-- Material for this exercise follows --

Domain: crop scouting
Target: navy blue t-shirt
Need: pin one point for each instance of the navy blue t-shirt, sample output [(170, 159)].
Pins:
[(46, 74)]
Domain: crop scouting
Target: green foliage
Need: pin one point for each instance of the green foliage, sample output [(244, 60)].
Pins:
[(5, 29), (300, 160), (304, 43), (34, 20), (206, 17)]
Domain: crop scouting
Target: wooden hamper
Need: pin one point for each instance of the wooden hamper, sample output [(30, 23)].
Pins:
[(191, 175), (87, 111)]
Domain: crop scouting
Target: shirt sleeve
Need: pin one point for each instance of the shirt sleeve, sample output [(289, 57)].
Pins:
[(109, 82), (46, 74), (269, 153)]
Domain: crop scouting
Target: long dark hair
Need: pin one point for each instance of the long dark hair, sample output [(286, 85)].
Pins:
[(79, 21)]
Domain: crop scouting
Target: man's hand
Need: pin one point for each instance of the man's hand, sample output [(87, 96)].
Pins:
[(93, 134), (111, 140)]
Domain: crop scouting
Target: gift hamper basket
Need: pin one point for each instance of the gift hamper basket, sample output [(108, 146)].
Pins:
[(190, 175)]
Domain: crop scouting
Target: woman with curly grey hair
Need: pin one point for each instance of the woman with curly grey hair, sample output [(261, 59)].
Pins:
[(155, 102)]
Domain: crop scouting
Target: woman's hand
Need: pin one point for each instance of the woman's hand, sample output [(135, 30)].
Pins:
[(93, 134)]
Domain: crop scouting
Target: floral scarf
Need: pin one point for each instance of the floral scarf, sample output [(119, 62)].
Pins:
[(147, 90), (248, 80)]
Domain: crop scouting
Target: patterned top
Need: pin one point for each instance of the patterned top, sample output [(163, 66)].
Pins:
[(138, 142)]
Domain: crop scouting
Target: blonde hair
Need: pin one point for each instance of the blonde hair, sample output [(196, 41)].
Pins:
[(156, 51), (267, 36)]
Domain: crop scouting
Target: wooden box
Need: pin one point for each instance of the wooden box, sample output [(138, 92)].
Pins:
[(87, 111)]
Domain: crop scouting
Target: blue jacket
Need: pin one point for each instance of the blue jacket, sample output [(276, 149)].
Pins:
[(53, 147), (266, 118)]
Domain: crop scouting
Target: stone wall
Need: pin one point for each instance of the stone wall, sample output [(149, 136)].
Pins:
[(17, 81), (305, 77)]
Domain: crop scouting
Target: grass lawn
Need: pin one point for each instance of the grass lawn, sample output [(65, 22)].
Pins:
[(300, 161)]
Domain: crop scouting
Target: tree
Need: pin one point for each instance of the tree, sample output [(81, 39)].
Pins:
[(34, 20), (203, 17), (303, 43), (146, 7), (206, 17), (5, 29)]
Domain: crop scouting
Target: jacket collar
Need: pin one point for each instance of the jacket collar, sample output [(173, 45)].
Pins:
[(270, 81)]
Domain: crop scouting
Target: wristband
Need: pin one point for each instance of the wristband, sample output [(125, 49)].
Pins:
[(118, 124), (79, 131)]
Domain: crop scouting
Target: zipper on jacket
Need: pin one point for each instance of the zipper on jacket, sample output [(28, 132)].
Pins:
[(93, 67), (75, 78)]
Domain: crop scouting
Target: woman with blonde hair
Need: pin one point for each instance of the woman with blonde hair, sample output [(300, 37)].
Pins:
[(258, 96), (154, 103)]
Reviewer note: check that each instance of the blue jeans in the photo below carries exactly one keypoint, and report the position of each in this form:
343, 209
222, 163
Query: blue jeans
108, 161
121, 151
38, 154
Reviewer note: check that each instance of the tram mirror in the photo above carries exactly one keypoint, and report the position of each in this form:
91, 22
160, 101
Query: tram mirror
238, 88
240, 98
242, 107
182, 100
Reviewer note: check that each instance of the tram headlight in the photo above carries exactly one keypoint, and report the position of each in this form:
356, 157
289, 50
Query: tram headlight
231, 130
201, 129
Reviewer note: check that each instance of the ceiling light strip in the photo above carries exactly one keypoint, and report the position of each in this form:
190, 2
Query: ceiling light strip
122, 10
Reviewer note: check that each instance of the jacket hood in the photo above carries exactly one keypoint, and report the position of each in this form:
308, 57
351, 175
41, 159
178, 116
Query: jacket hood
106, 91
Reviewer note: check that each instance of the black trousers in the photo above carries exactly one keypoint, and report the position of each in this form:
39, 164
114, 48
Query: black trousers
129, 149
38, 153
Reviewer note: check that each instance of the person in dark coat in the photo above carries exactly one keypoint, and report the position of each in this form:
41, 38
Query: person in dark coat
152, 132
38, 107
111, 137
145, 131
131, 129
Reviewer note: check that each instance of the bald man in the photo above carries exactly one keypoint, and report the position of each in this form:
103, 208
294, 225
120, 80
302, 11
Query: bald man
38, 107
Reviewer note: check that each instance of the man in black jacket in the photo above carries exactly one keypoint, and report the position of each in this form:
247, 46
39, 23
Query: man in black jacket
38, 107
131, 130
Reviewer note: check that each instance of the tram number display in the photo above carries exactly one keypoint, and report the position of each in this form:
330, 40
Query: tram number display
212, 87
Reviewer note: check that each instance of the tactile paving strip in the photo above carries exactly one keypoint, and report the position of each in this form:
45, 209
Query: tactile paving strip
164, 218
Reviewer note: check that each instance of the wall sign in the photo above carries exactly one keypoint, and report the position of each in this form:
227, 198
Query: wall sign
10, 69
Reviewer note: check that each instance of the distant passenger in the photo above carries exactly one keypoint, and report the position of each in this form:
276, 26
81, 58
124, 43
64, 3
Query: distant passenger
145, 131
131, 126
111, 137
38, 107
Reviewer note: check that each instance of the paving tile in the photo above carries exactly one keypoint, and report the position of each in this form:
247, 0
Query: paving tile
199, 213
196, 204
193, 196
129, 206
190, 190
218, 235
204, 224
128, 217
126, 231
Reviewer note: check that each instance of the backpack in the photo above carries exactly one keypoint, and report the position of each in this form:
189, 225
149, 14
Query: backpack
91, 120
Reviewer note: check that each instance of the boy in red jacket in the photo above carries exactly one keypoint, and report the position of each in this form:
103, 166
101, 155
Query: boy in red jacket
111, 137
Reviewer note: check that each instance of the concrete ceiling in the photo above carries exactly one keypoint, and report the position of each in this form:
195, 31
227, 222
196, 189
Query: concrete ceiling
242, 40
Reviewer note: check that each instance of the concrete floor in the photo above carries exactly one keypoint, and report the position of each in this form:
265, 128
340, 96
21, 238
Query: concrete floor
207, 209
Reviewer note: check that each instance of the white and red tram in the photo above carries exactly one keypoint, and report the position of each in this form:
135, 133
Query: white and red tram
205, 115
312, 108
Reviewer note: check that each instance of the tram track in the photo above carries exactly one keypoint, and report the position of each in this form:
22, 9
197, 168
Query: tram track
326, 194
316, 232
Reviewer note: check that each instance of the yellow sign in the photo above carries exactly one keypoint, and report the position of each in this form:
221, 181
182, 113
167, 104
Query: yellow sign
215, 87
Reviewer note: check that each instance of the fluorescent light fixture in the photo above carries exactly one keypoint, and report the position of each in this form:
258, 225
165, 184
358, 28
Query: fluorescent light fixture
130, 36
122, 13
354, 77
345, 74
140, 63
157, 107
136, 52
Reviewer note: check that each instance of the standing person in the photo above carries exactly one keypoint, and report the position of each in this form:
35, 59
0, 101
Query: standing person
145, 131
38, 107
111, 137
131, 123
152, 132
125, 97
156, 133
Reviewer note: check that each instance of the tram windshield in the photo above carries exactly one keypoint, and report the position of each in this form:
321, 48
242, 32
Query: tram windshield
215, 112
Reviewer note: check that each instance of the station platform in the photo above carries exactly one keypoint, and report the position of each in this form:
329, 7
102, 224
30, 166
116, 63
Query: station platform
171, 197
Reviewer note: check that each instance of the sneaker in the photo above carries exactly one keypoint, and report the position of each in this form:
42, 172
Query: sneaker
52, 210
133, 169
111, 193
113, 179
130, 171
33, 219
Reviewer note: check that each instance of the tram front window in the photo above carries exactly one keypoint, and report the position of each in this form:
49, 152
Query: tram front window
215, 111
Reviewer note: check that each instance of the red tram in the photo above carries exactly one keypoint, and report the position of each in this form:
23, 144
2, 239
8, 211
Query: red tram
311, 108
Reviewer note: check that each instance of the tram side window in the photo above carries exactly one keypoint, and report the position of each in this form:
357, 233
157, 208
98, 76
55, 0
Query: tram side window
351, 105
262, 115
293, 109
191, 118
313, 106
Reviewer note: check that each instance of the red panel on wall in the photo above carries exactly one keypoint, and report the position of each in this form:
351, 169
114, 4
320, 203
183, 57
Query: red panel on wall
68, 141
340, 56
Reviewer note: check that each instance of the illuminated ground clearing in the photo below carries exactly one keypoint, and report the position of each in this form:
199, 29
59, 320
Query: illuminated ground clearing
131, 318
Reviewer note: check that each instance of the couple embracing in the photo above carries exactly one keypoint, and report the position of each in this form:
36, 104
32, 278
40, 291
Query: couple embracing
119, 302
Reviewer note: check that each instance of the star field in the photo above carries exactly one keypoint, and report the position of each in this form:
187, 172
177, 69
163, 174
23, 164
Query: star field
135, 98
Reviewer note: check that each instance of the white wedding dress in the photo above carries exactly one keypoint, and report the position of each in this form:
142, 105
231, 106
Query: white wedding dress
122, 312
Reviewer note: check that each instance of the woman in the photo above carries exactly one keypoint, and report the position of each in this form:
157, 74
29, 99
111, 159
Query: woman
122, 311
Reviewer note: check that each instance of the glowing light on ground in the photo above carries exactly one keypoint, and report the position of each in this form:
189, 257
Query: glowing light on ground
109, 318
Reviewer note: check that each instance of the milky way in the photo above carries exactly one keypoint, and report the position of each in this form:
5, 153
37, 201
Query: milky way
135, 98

-- Material for this exercise concluded --

**What to produce**
The reply should consist solely of the lines of the data, exact, from the opening line through the line with "Target: woman with curly grey hair", inclusive.

**Output of the exercise**
Domain: crop scouting
Target: navy blue t-shirt
Need: pin one point for each instance of the navy blue t-shirt, sample output [(170, 159)].
Pins:
[(46, 74)]
Domain: crop scouting
Target: green foliage
Need: pin one point for each instance of the green foliage, sample output [(244, 60)].
Pins:
[(5, 29), (300, 160), (304, 43), (34, 20), (206, 17)]
Domain: crop scouting
Target: wooden hamper
Need: pin one point for each instance of the wooden hamper, sample output [(30, 23)].
Pins:
[(191, 175), (87, 111)]
Domain: crop scouting
Target: shirt sleeve
Need: pin one point for each instance of the shirt sleeve, sample output [(289, 57)].
Pins:
[(109, 82), (46, 74), (269, 153)]
Domain: crop scouting
Target: long dark hair
Need: pin one point for each instance of the long dark hair, sample output [(286, 85)].
Pins:
[(79, 21)]
Domain: crop scouting
Target: man's hand
Need: pin one point for each instance of the man's hand, sample output [(87, 96)].
Pins:
[(93, 134), (111, 140)]
Domain: crop scouting
Target: gift hamper basket
Need: pin one point for each instance of the gift hamper basket, sample output [(108, 146)].
Pins:
[(190, 175)]
Domain: crop scouting
Target: woman with curly grey hair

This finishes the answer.